SOURCE PASSAGE:
______

If we graph this on a traitgram as we did before this is what shows up:

object<-list()
class(object)<-"multirateBM"
object$sig2<-sig2y
object$tree<-tree
object<-plot(object,plot=FALSE)
par(fg="white",bg="black",col.lab="white",
    col.axis="white")
phenogram(object$tree,y,colors=object$cols,
    spread.cost=c(1,0),fsize=0.7,ftype="i")
## Optimizing the positions of the tip labels...
add.color.bar(1.25,cols=object$cols,
    title=expression(paste("log(",sigma^2,")")),
    lims=range(log(sig2x)),prompt=FALSE,
    x=0.25,y=5.5,subtitle="")

plot of chunk unnamed-chunk-7

Now let's fit our variable rate model using penalized likelihood, once again using the same four different values for λ that we used for x.

lambda<-c(0.01,0.1,1.0,10.0)
fits.y<-list()
for(i in 1:length(lambda)) 
    fits.y[[i]]<-multirateBM(tree,y,lambda=lambda[i])
## Beginning optimization....
## Optimization iteration 1. Using "L-BFGS-B" optimization method.
## Best (penalized) log-likelihood so far: -71.834 
## Optimization iteration 2. Using "Nelder-Mead" optimization method.
## Best (penalized) log-likelihood so far: -71.8178 
## Optimization iteration 3. Using "BFGS" optimization method.
## Best (penalized) log-likelihood so far: -71.7971 
## Done optimization.
## Beginning optimization....
## Optimization iteration 1. Using "L-BFGS-B" optimization method.

______

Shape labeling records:

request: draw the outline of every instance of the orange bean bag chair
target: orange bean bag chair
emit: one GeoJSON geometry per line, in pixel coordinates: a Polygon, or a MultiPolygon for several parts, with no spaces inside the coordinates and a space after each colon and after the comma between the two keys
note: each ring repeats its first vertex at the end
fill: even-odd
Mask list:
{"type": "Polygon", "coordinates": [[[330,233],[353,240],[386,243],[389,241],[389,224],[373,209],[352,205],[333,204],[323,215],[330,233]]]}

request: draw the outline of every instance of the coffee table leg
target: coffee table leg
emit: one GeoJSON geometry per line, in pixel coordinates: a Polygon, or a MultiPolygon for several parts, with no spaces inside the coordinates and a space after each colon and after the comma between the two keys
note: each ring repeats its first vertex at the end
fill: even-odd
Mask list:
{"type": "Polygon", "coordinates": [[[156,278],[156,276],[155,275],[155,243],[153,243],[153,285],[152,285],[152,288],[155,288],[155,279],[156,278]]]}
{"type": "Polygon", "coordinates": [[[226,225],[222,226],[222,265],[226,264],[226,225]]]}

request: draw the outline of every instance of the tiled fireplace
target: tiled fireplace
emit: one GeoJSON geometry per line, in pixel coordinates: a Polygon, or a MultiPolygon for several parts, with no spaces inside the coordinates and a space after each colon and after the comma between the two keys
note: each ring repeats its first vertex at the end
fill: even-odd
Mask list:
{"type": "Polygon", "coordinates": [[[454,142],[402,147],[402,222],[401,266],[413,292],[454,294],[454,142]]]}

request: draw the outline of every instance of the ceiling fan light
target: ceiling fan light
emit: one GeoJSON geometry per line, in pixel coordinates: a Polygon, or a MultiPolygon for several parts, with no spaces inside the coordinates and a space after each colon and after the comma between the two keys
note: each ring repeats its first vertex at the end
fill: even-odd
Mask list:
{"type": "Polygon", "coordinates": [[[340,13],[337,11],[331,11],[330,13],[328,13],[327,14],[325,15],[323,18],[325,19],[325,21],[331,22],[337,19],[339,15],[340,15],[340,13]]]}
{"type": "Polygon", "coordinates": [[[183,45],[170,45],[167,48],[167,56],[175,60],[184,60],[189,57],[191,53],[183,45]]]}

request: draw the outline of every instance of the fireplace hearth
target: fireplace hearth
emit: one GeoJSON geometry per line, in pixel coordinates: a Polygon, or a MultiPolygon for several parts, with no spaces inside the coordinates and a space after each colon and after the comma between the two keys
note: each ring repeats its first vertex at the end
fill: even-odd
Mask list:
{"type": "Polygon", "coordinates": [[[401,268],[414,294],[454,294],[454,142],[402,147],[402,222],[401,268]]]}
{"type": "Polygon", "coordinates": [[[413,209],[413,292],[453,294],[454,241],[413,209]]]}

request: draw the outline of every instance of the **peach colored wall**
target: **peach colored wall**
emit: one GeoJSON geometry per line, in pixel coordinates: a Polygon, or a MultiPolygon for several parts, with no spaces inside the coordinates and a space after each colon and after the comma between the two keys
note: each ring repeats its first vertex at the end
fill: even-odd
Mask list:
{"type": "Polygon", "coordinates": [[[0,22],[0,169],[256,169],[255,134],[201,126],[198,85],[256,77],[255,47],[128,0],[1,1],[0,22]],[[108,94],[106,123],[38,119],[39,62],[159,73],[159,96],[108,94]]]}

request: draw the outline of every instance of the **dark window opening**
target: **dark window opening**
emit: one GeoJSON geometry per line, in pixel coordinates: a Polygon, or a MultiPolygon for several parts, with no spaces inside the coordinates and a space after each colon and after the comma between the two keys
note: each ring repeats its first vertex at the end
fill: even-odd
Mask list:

______

TASK TO CARRY OUT: Please state which four values of λ the variable rate model passage uses when fitting the model to y. These records were taken from a separate source.

FULL ANSWER: 0.01, 0.1, 1.0, and 10.0